**Aim of the task**
Extract every line of the material below verbatim, omitting the pictures from your answer.

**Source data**
********************

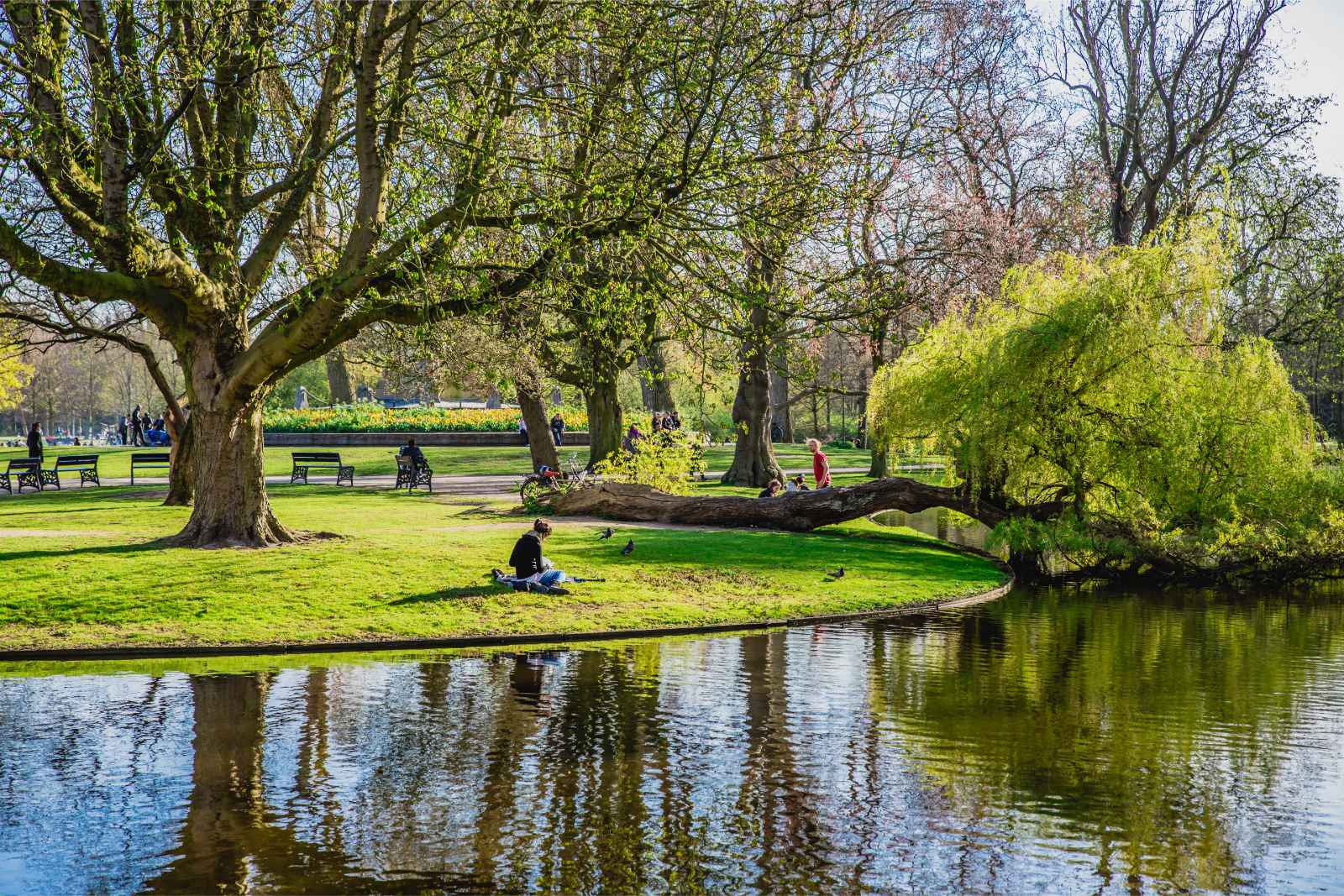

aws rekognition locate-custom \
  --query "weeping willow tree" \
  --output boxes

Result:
[869,233,1344,578]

********************

**Task solution**
aws rekognition locate-custom \
  --query "weeping willow tree" \
  --output boxes

Result:
[869,233,1344,578]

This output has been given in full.